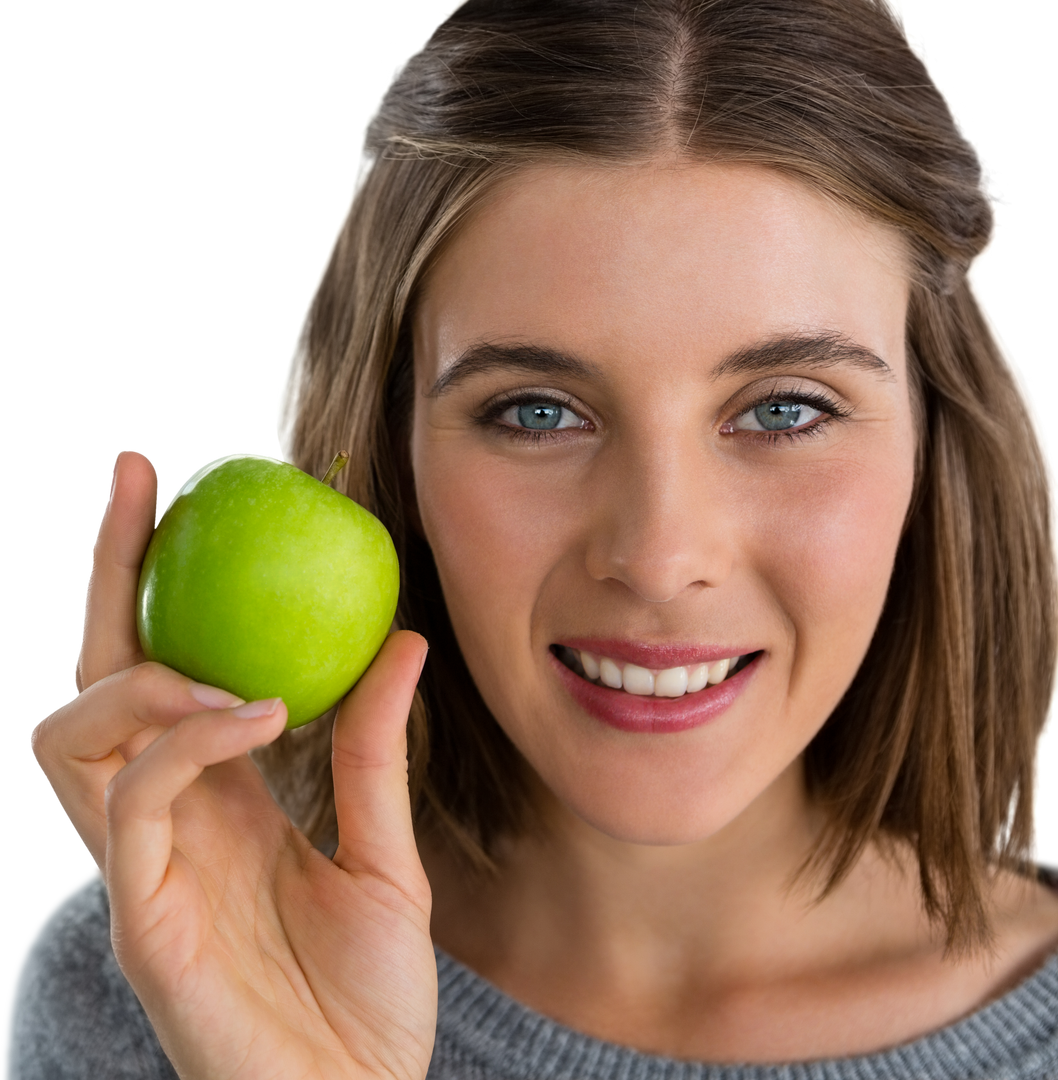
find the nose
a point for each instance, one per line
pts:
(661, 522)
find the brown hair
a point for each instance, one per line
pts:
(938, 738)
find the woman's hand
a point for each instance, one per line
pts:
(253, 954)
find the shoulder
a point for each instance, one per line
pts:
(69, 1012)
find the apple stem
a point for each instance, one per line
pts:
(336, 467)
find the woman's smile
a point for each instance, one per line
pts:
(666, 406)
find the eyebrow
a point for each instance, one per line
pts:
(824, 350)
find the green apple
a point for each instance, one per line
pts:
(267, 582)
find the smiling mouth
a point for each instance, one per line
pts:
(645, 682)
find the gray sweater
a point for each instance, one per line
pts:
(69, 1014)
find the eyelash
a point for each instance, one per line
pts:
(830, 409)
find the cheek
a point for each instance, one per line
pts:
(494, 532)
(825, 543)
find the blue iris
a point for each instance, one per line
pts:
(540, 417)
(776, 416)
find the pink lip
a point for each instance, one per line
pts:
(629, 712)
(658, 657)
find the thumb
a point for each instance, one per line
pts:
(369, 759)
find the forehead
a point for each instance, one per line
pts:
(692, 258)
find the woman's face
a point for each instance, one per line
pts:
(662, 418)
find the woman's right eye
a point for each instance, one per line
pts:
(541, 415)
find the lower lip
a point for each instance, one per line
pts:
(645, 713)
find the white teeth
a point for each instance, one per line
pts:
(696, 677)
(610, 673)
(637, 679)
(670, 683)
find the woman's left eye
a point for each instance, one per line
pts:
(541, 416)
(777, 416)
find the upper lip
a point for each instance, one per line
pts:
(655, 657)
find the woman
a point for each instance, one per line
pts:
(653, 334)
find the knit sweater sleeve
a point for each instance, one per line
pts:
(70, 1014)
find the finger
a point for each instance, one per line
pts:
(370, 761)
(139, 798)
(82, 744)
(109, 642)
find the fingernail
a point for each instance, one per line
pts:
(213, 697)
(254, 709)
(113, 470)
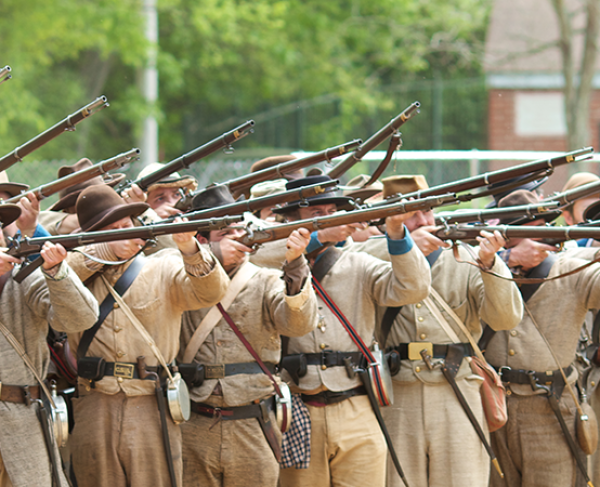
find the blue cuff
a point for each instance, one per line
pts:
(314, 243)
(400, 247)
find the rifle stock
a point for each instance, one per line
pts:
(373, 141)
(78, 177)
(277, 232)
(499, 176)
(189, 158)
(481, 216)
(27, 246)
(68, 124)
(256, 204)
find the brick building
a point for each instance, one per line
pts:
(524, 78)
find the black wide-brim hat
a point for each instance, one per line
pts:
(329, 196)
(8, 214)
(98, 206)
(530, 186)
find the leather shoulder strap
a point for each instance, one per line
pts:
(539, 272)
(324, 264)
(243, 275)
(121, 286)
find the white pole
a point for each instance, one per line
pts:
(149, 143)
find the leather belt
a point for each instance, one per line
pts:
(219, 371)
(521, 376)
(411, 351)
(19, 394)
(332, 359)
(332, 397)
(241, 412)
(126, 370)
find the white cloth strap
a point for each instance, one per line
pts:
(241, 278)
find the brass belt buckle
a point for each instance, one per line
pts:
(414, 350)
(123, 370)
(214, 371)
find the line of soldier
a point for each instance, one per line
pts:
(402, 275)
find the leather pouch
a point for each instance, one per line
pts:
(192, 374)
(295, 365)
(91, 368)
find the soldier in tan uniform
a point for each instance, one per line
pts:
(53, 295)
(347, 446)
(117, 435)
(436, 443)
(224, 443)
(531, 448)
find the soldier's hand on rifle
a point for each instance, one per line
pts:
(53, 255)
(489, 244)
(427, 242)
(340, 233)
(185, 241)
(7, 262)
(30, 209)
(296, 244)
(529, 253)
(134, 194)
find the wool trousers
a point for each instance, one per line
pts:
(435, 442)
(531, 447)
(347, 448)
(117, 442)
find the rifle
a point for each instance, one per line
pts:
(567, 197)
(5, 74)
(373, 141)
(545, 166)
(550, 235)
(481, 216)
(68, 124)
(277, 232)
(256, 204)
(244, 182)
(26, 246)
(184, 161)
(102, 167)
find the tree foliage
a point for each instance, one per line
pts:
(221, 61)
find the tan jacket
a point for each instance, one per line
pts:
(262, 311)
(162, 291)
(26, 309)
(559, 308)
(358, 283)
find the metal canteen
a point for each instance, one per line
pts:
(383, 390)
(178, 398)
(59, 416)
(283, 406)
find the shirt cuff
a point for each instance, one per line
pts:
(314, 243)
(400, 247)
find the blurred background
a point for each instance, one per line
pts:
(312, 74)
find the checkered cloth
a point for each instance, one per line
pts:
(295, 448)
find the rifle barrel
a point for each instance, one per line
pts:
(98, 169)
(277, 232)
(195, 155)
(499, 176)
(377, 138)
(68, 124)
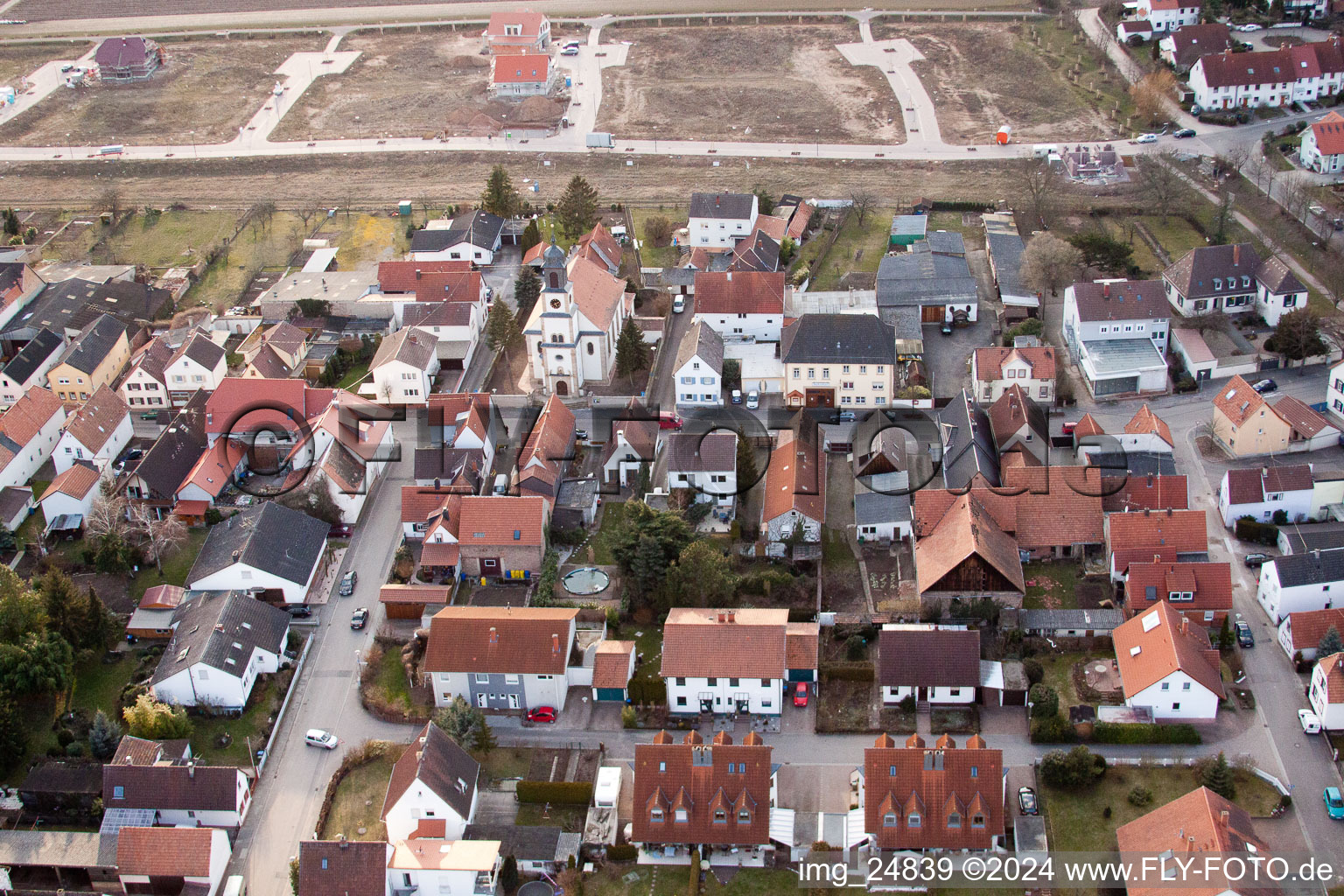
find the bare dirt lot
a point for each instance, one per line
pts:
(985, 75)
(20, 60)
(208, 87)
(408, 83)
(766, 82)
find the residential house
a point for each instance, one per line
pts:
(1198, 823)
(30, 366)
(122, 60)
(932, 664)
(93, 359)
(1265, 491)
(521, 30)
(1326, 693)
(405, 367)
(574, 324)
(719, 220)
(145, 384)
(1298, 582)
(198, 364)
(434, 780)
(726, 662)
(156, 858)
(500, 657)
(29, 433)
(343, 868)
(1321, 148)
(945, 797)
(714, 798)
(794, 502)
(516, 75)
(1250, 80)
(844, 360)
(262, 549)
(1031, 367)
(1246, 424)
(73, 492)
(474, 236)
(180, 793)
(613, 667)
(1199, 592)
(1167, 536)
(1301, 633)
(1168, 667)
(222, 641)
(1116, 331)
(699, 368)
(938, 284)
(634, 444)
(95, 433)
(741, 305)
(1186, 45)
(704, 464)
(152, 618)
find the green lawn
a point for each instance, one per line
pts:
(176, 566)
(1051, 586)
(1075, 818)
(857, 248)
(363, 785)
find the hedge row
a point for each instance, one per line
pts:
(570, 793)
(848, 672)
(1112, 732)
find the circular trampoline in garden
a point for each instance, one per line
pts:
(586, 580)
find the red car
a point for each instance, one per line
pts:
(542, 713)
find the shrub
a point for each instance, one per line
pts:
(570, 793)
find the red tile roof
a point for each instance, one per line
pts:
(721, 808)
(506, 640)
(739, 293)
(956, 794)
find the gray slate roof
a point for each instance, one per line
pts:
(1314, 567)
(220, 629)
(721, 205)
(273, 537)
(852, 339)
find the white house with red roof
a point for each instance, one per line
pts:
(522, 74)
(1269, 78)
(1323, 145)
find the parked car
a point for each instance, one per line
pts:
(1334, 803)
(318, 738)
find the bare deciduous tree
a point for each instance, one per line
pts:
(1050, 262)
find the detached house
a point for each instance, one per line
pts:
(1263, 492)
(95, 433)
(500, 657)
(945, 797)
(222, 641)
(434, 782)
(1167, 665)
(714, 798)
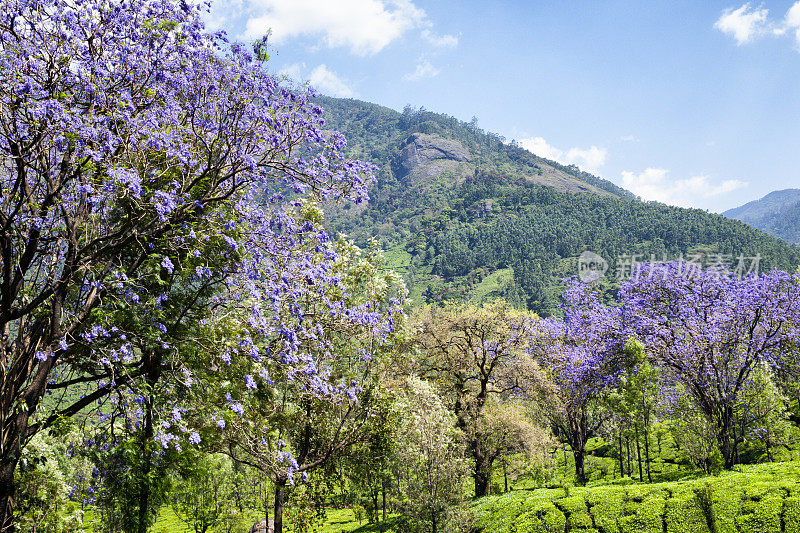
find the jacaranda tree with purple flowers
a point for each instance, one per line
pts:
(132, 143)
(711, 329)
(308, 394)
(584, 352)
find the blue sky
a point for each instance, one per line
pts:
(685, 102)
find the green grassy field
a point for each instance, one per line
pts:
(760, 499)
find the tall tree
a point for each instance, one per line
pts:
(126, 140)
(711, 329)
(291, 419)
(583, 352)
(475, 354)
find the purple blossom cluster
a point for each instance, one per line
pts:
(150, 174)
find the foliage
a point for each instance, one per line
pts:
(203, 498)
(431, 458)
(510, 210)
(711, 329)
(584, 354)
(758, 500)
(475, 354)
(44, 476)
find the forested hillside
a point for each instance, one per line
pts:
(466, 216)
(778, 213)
.....
# [SHORT PROBLEM]
Above are records to transcribe exactly; leave their pictures out.

# [RESPONSE TO THIS EXERCISE]
find the nose
a point for each instance, one per line
pts:
(661, 522)
find the brown hair
a point for each instance, one per line
pts:
(938, 738)
find the woman's hand
a point for each instance, one per line
pts:
(253, 954)
find the shoulder
a point for each instance, one per line
pts:
(69, 1012)
find the apple stem
a point for each instance, one per line
pts:
(336, 467)
find the woman's smile
a point for each instance, one per line
pts:
(666, 406)
find the eyebrow
a point for each instance, one per line
pts:
(824, 350)
find the green apple
a point for each instance, one per line
pts:
(267, 582)
find the smiling mouth
a point for each instance, one per line
pts:
(645, 682)
find the gray sweater
a point for each instance, one per line
pts:
(69, 1014)
find the eyelash
a point for each instance, one per line
pts:
(830, 409)
find the cheek
a point for each instance, one per line
pts:
(494, 532)
(825, 543)
find the blue iris
a point for each instance, one per line
pts:
(540, 417)
(776, 416)
find the pink lip
a point for each instance, one per line
pts:
(629, 712)
(658, 657)
find the thumb
a point for each instance, one per line
pts:
(369, 759)
find the forehead
a point for each instance, one per line
pts:
(692, 258)
find the woman's face
a point for each instance, one per line
pts:
(662, 418)
find the woman's right eye
a point for each instance, one per line
pts:
(541, 415)
find the lower lip
a point for each instance, one per line
pts:
(645, 713)
find the white teeth
a point for each instance, one per line
pts:
(696, 677)
(610, 673)
(637, 679)
(670, 683)
find the woman's left eye
a point for each instance, one per line
pts:
(541, 416)
(777, 416)
find the upper lip
a point for each instance, one per line
pts:
(655, 657)
find the woman
a point for each instance, one per line
pts:
(653, 334)
find the knit sweater sleeve
a point for each instance, one per line
pts:
(70, 1014)
find the finger
a point for each instance, one per line
pts:
(370, 761)
(139, 798)
(82, 744)
(109, 642)
find the fingernail
a point for each instance, one per line
pts:
(213, 697)
(254, 709)
(113, 470)
find the blue cuff
a point for each instance, one per line
pts:
(314, 243)
(400, 247)
find the rifle stock
a point for each instance, one per line
pts:
(373, 141)
(78, 177)
(277, 232)
(499, 176)
(189, 158)
(481, 216)
(27, 246)
(68, 124)
(256, 204)
find the brick building
a point for each instance, one per line
pts:
(524, 78)
find the black wide-brim hat
a point for each instance, one per line
pts:
(329, 196)
(8, 214)
(98, 206)
(530, 186)
find the leather shoulder strap
a point for each instance, one per line
pts:
(539, 272)
(324, 264)
(243, 275)
(121, 286)
find the white pole
a point for each instance, one per line
pts:
(149, 143)
find the leather belt
a point for each instance, one per line
pts:
(219, 371)
(521, 376)
(411, 351)
(19, 394)
(332, 359)
(332, 397)
(241, 412)
(126, 370)
find the white cloth strap
a point for each instance, one per line
pts:
(241, 278)
find the brass belt buckle
a point for each instance, one per line
pts:
(414, 350)
(123, 370)
(214, 371)
find the line of soldier
a point for each instance, one per line
pts:
(402, 275)
find the leather pouch
a point for each instance, one per line
pts:
(192, 374)
(295, 365)
(91, 368)
find the soldier in tan uniform
a point for each instance, one per line
pts:
(53, 295)
(347, 446)
(117, 435)
(436, 443)
(224, 443)
(531, 448)
find the soldier's hand on rifle
a point for each instance, one per line
pts:
(53, 255)
(489, 244)
(427, 242)
(340, 233)
(185, 241)
(7, 262)
(30, 209)
(296, 244)
(529, 253)
(134, 194)
find the wool trousers
a point for each instance, one per line
pts:
(435, 442)
(531, 447)
(347, 448)
(117, 442)
find the rifle
a point for each instance, one per line
pts:
(567, 197)
(5, 74)
(373, 141)
(545, 166)
(550, 235)
(481, 216)
(68, 124)
(277, 232)
(256, 204)
(244, 182)
(26, 246)
(184, 161)
(102, 167)
find the tree foliage
a point for each instance, one per line
pts:
(221, 61)
find the tan jacket
a point for each instance, one per line
pts:
(262, 311)
(162, 291)
(26, 309)
(559, 308)
(358, 283)
find the metal canteen
a point for each instance, one per line
pts:
(383, 390)
(178, 398)
(59, 416)
(283, 406)
find the shirt cuff
a point for each instance, one per line
pts:
(314, 243)
(400, 247)
find the blurred background
a point for each instance, one per line
pts:
(312, 74)
find the checkered cloth
a point for each instance, one per line
pts:
(295, 448)
find the rifle barrel
a point for each instance, one per line
pts:
(98, 169)
(277, 232)
(195, 155)
(499, 176)
(377, 138)
(68, 124)
find the bare dirt lot
a point for each instance, one per line
pts:
(985, 75)
(20, 60)
(208, 87)
(408, 83)
(766, 82)
find the residential house
a point for each instance, one per line
pts:
(1198, 823)
(30, 366)
(122, 60)
(932, 664)
(93, 359)
(1265, 491)
(521, 30)
(1326, 693)
(405, 367)
(574, 324)
(719, 220)
(145, 384)
(1298, 582)
(198, 364)
(434, 780)
(726, 662)
(156, 858)
(500, 657)
(29, 433)
(343, 868)
(1321, 148)
(945, 797)
(714, 798)
(794, 502)
(516, 75)
(1250, 80)
(844, 360)
(262, 549)
(1031, 367)
(1246, 424)
(73, 492)
(474, 236)
(180, 793)
(613, 667)
(1199, 592)
(1167, 536)
(1301, 633)
(1168, 667)
(222, 641)
(1116, 331)
(699, 368)
(938, 284)
(634, 444)
(95, 433)
(741, 305)
(1186, 45)
(704, 464)
(152, 618)
find the green lawn
a point for each instance, one per line
pts:
(176, 566)
(1051, 586)
(1075, 818)
(857, 248)
(363, 785)
find the hedge row
a point for each instance, one per line
pts:
(570, 793)
(848, 672)
(1112, 732)
find the circular trampoline in garden
a point for each instance, one per line
pts:
(586, 580)
find the red car
a point for each instance, one per line
pts:
(542, 713)
find the shrub
a point for each instance, one per line
pts:
(570, 793)
find the red tile roof
a point for each instance, one per line
pts:
(721, 808)
(506, 640)
(739, 293)
(956, 794)
find the gray slate roof
a point for each instance, one per line
pts:
(1314, 567)
(220, 629)
(721, 205)
(273, 537)
(852, 339)
find the white house with red roof
a point for each instance, one per line
pts:
(522, 74)
(1269, 78)
(1323, 145)
find the parked car
a point for each instance, one per line
pts:
(1334, 803)
(318, 738)
find the bare deciduous tree
a point for each instance, one per line
pts:
(1050, 262)
find the detached house
a point for each instance, one per line
pts:
(1263, 492)
(95, 433)
(500, 657)
(945, 797)
(222, 641)
(434, 782)
(1167, 665)
(714, 798)
find the jacaranda tree with purple flowers
a point for each instance, one per line
pts:
(132, 143)
(711, 329)
(308, 394)
(584, 352)
find the blue sky
a point for each instance, one per line
pts:
(685, 102)
find the green grassy field
a point for each instance, one per line
pts:
(760, 499)
find the tall tree
a point for each instance, one per line
pts:
(126, 140)
(711, 329)
(291, 419)
(583, 352)
(475, 354)
find the purple blossom cluster
a point for each instance, one per line
pts:
(150, 174)
find the foliage
a point for each instance, one per line
pts:
(203, 498)
(431, 458)
(510, 210)
(711, 329)
(584, 354)
(758, 500)
(475, 354)
(44, 476)
find the forested hillside
a point for each instance, one per line
pts:
(466, 216)
(778, 213)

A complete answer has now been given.